» **本文抜粋**
=======

This Time / Bryan Adams (1983年)
まだブライアンアダムスが世界的に大ブレイクする前の曲で、若々しい勢いと彼が持つ特有のさわやかさが夏の雰囲気に合っているなとか思ったりする佳曲です。まあ僕もこの当時はまだ18歳とかだったので、ブライアンアダムスと似たような年代でしたが、高校時代に「うつ病」を患い妙になんか、人生を達観したような、でも未熟なままいろいろ避けていたような、ややこしい闇も抱えていて、ここまで爽やかになれなかったので、憧れみたいな気持ちで聴いたりしていました。健康だったら青春をもっと謳歌していたんだろうな、とかパラレルな妄想に未だに取り憑かれたりしています笑。
Isn't She Lovely / Stevie Wonder (1996年)
元々はスティービーワンダーの1976年の大傑作アルバム「キー・オブ・ライフ」に収録されていたアルバムの一曲ですが、1996年のベスト盤発売と同時に初めてリミックスされてシングルカットされた曲です。当時は車のCMか何かに使われていたような記憶もあります。洋楽を聞き始めて1年くらい経ってから聴いた僕にも聴きやすくわかりやすい曲だったので結構このベスト盤のなかでは気に入って聞いたりしていました。
Fields Of Gold / Sting (1993年)
スティングやポリスも洋楽を聞き始めてすぐくらいに聞いた有名な洋楽アーティストでしたね。ポリスの「見つめていたい」とか聞いたことあるソングに出会ったりしてお気に入りになっていました。でも僕はポリスの曲よりスティングのソロの曲の方がより気に入って。大人の渋い感性で高度なロックを響かせている孤高の雰囲気が背伸びしたがりの黄昏好きな当時の僕の感性にピッタリでして。この曲とかもあの夏の黄昏たエアコン効いた部屋で流れると一気にひとりだけの誰にも世間のあの当時のから騒ぎな空気からも切り離された世界へ没入出来たりして癒されていました。そしてどんどん正しい戻り道も分からなくなっていったりしていましたね。
Badlands / Bruce Springsteen (1978年)

=======

» **領域アノテーション記録**
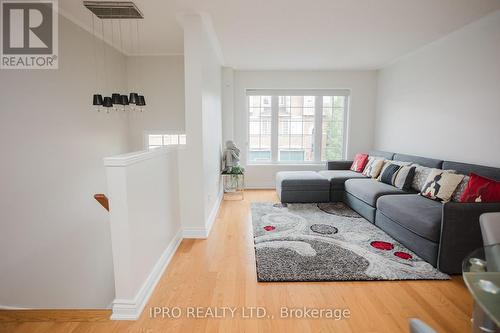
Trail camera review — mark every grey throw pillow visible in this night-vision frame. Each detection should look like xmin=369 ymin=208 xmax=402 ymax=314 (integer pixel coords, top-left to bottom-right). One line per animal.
xmin=451 ymin=176 xmax=470 ymax=202
xmin=394 ymin=165 xmax=416 ymax=191
xmin=411 ymin=164 xmax=432 ymax=192
xmin=379 ymin=163 xmax=401 ymax=186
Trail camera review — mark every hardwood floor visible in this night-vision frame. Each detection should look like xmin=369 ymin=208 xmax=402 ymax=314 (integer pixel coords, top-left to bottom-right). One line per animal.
xmin=0 ymin=190 xmax=472 ymax=333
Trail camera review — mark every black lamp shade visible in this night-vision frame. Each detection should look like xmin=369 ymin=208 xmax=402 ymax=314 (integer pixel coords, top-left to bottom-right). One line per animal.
xmin=92 ymin=94 xmax=102 ymax=105
xmin=120 ymin=95 xmax=129 ymax=105
xmin=137 ymin=95 xmax=146 ymax=106
xmin=128 ymin=93 xmax=139 ymax=104
xmin=102 ymin=97 xmax=113 ymax=108
xmin=111 ymin=93 xmax=122 ymax=105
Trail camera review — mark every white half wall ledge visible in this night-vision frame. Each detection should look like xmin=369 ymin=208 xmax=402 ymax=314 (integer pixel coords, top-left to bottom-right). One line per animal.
xmin=111 ymin=230 xmax=182 ymax=320
xmin=104 ymin=146 xmax=178 ymax=167
xmin=182 ymin=189 xmax=224 ymax=239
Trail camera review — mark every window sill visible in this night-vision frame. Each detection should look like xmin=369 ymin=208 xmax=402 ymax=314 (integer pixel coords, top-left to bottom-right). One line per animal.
xmin=246 ymin=161 xmax=326 ymax=167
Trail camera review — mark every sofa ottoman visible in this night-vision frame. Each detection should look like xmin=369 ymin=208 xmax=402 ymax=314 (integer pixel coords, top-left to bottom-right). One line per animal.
xmin=276 ymin=171 xmax=330 ymax=203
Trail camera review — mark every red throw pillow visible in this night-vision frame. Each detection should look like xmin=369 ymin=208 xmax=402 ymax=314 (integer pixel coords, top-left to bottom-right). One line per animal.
xmin=351 ymin=154 xmax=368 ymax=172
xmin=460 ymin=173 xmax=500 ymax=202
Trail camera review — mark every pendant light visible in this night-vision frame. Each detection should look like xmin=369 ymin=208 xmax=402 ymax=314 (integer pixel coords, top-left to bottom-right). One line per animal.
xmin=120 ymin=95 xmax=129 ymax=107
xmin=111 ymin=93 xmax=122 ymax=105
xmin=83 ymin=1 xmax=146 ymax=113
xmin=102 ymin=97 xmax=113 ymax=107
xmin=90 ymin=13 xmax=102 ymax=112
xmin=101 ymin=19 xmax=113 ymax=113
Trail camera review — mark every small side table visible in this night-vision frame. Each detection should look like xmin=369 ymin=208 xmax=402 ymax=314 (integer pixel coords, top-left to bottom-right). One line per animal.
xmin=462 ymin=244 xmax=500 ymax=333
xmin=222 ymin=173 xmax=245 ymax=200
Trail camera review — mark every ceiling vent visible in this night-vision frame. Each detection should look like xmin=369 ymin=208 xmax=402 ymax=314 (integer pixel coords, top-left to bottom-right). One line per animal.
xmin=83 ymin=1 xmax=144 ymax=19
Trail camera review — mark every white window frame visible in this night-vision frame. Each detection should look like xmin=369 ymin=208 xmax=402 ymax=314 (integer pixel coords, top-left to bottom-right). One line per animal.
xmin=245 ymin=89 xmax=351 ymax=165
xmin=142 ymin=130 xmax=187 ymax=150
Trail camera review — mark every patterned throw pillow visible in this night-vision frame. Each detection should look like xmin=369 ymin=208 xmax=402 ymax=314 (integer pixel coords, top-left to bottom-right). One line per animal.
xmin=460 ymin=173 xmax=500 ymax=202
xmin=378 ymin=163 xmax=401 ymax=186
xmin=377 ymin=160 xmax=411 ymax=181
xmin=394 ymin=165 xmax=417 ymax=191
xmin=362 ymin=156 xmax=375 ymax=177
xmin=420 ymin=169 xmax=465 ymax=202
xmin=351 ymin=154 xmax=368 ymax=172
xmin=451 ymin=176 xmax=470 ymax=202
xmin=363 ymin=157 xmax=384 ymax=178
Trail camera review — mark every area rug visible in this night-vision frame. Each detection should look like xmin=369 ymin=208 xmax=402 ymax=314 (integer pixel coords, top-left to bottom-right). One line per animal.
xmin=252 ymin=203 xmax=450 ymax=281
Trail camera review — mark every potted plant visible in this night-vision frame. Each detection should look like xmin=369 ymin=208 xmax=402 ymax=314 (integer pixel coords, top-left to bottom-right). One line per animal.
xmin=222 ymin=165 xmax=245 ymax=193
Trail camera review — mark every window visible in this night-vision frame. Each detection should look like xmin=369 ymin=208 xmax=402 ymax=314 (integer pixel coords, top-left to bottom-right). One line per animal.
xmin=147 ymin=134 xmax=186 ymax=149
xmin=247 ymin=90 xmax=349 ymax=164
xmin=248 ymin=96 xmax=272 ymax=162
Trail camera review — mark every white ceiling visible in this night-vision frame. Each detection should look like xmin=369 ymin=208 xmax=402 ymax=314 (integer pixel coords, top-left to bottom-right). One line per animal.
xmin=59 ymin=0 xmax=500 ymax=69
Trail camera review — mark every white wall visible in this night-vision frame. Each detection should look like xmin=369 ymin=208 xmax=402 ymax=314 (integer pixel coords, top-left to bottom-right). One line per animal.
xmin=375 ymin=11 xmax=500 ymax=167
xmin=127 ymin=55 xmax=184 ymax=151
xmin=179 ymin=14 xmax=222 ymax=237
xmin=0 ymin=17 xmax=128 ymax=308
xmin=105 ymin=148 xmax=182 ymax=319
xmin=227 ymin=71 xmax=377 ymax=188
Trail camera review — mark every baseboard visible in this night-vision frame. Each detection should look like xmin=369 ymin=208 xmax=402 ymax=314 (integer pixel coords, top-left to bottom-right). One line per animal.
xmin=205 ymin=186 xmax=224 ymax=237
xmin=0 ymin=304 xmax=30 ymax=311
xmin=111 ymin=230 xmax=182 ymax=320
xmin=245 ymin=185 xmax=276 ymax=190
xmin=0 ymin=306 xmax=111 ymax=323
xmin=182 ymin=189 xmax=224 ymax=239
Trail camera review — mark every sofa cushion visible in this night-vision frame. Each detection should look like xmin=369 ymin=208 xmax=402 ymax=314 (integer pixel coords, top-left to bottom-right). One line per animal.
xmin=318 ymin=170 xmax=366 ymax=190
xmin=393 ymin=154 xmax=443 ymax=169
xmin=350 ymin=154 xmax=368 ymax=172
xmin=443 ymin=161 xmax=500 ymax=181
xmin=276 ymin=171 xmax=330 ymax=190
xmin=377 ymin=194 xmax=443 ymax=242
xmin=345 ymin=179 xmax=408 ymax=207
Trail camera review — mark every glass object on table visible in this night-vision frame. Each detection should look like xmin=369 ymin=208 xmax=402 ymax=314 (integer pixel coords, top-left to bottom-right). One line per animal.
xmin=222 ymin=173 xmax=245 ymax=200
xmin=462 ymin=244 xmax=500 ymax=332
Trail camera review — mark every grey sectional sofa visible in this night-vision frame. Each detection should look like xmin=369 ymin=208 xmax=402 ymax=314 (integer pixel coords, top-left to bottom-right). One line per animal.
xmin=276 ymin=151 xmax=500 ymax=274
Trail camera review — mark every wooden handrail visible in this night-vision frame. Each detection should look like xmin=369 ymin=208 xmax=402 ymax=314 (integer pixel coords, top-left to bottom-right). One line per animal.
xmin=94 ymin=193 xmax=109 ymax=212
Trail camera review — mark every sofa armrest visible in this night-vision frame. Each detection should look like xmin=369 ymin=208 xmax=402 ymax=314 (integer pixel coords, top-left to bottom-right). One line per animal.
xmin=326 ymin=160 xmax=353 ymax=170
xmin=438 ymin=202 xmax=500 ymax=274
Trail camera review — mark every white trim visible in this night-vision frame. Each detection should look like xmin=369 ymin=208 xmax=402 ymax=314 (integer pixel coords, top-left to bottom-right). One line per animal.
xmin=245 ymin=89 xmax=351 ymax=96
xmin=182 ymin=188 xmax=224 ymax=239
xmin=245 ymin=185 xmax=276 ymax=190
xmin=104 ymin=145 xmax=177 ymax=167
xmin=0 ymin=304 xmax=34 ymax=310
xmin=111 ymin=230 xmax=182 ymax=320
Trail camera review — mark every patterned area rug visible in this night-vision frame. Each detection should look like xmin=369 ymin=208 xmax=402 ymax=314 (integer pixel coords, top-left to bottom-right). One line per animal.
xmin=252 ymin=203 xmax=450 ymax=281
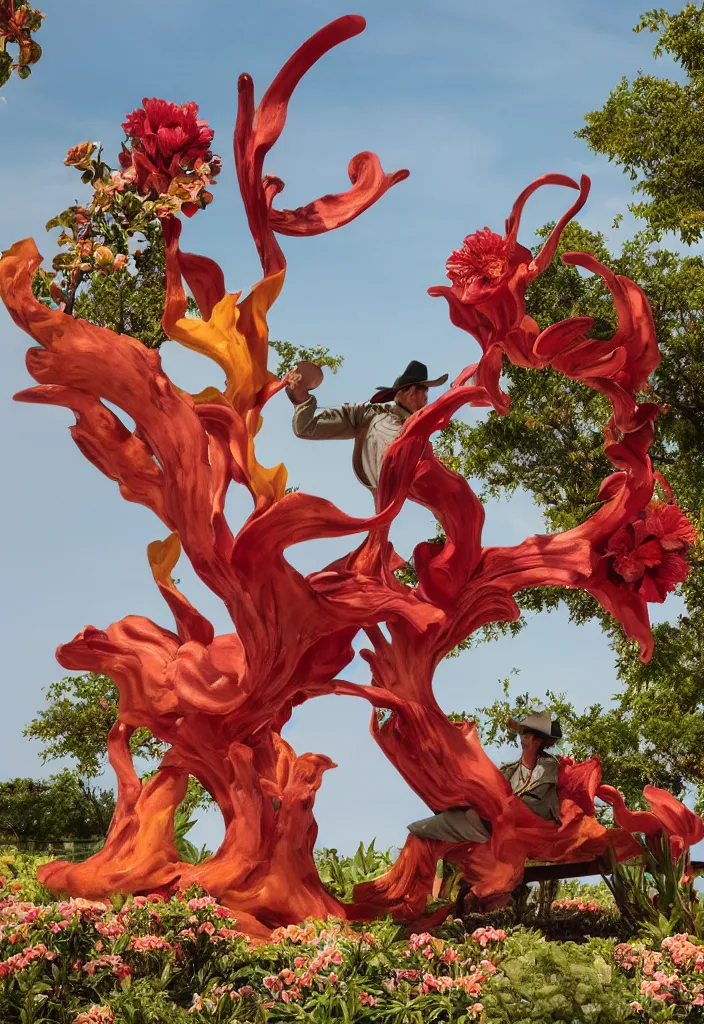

=======

» **課題の内容**
**1.** 洋楽の思い出を語る本文抜粋で、「Isn't She Lovely」がもともと収録されていたアルバムは何ですか。
**2.** 洋楽の思い出を語る本文抜粋を、最後の行の続きから書き進めてください。
記録はこの課題では使いません。

» **解答一覧**
**1.** スティービーワンダーの1976年のアルバム「キー・オブ・ライフ」です。

**2.**
このカセットテープに入れた4組のアーティストの中でブルーススプリングスティーンが一番入れる曲には困ったりしていました。当時洋楽初心者だった僕にはややとっつきにくいというか、個人的にかもしれませんが、そういう「スッと」入って来る曲が少なくて、そこはアメリカと日本の文化の違いと言いますか、邦楽に慣れた耳にはどうしても洋楽特有の壁みたいなものはブルーススプリングスティーンには感じたりしていました。それはまた有名なボブディランとか、未だにあんまり聞けない感じがあったり、というところにも通じる部分かな、とか個人的には思ったりします。まあ音楽は完全に個人個人で好みが異なるので、あくまで僕の意見としてです。その中でもまだこの曲が聞きやすかったりしたのでこのカセットテープに入れております。でもこのライブ映像はブルースの若かりし頃の勢いを感じさせてカッコイイですね。
When We Dance / Sting (1994年)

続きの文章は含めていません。